§ **PROBLEM DETAILS**
Reproduce every one of the rows below word for word, but leave out the pictures.

START DATA FOR THIS TASK

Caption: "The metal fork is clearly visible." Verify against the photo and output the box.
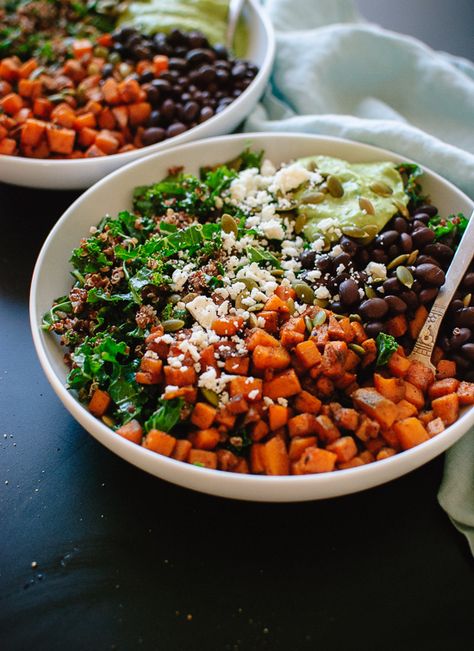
[409,212,474,371]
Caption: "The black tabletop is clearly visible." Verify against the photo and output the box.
[0,2,474,651]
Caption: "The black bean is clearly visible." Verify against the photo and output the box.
[359,298,388,319]
[400,289,419,310]
[448,328,472,350]
[418,287,439,305]
[393,217,408,233]
[199,106,214,122]
[400,233,413,253]
[166,122,188,138]
[364,321,384,339]
[339,278,360,305]
[411,228,435,249]
[415,204,438,217]
[142,127,166,146]
[382,278,403,294]
[415,263,445,287]
[423,242,454,262]
[299,249,316,269]
[454,307,474,328]
[375,230,399,249]
[385,295,408,314]
[461,344,474,362]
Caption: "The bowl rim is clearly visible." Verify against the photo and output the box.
[29,131,474,502]
[0,0,276,171]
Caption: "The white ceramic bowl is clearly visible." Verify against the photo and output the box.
[30,133,474,502]
[0,0,275,190]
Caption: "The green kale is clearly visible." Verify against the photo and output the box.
[376,332,398,366]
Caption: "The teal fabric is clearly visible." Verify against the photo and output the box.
[245,0,474,553]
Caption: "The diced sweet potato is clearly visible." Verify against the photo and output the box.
[405,360,434,393]
[188,448,217,470]
[431,393,459,425]
[326,436,357,463]
[428,377,460,400]
[262,369,301,400]
[143,429,176,457]
[295,447,337,475]
[351,387,397,429]
[314,414,341,443]
[288,414,316,437]
[88,389,112,418]
[457,382,474,405]
[374,373,405,402]
[295,339,322,368]
[393,417,430,450]
[189,427,220,450]
[252,346,291,370]
[294,391,321,414]
[426,418,445,438]
[268,405,289,432]
[191,402,217,429]
[263,436,290,475]
[115,420,143,444]
[288,436,316,461]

END DATA FOR THIS TASK

§ **THE SOLUTION**
Caption: "The metal fork is clearly visible." Verify against the photo and output the box.
[409,212,474,371]
Caption: "The black tabletop is clearly visible." Verify against the photo and output the box.
[0,2,474,651]
Caption: "The black bean is clearly visible." Verify against the photo and output the box.
[359,298,388,319]
[400,289,419,310]
[448,328,472,350]
[418,287,439,305]
[393,217,408,233]
[199,106,214,122]
[400,233,413,253]
[166,122,188,138]
[364,321,384,339]
[339,278,360,305]
[411,228,435,249]
[415,204,438,217]
[142,127,166,146]
[382,278,403,294]
[415,263,445,287]
[423,242,454,262]
[299,249,316,269]
[454,307,474,328]
[375,230,399,249]
[385,295,408,314]
[461,344,474,362]
Caption: "The bowl rim is clearly visible." Verify against the photo and output the box.
[29,131,474,502]
[0,0,276,171]
Caption: "The white ceramic bowl is clearly visible." Verify against the photo and output the box.
[30,133,474,502]
[0,0,275,190]
Caption: "The green kale is clearly visible." Verify against the photo and output the box.
[376,332,398,366]
Caption: "The teal fabric is clearly visible." Verify against the photo and output the box.
[245,0,474,553]
Caption: "The diced sweet potato is clearly visible." Verify against the photo and output the box.
[405,360,434,393]
[188,448,217,470]
[431,393,459,425]
[326,436,357,463]
[428,377,460,400]
[262,369,301,400]
[143,429,176,457]
[295,447,337,475]
[351,387,397,429]
[314,414,341,443]
[288,414,316,437]
[88,389,112,418]
[457,382,474,405]
[374,373,405,402]
[295,339,322,368]
[393,417,430,450]
[189,427,220,450]
[252,346,291,370]
[294,391,321,414]
[426,418,445,438]
[268,405,289,432]
[191,402,217,429]
[263,436,290,475]
[115,420,143,444]
[288,436,316,461]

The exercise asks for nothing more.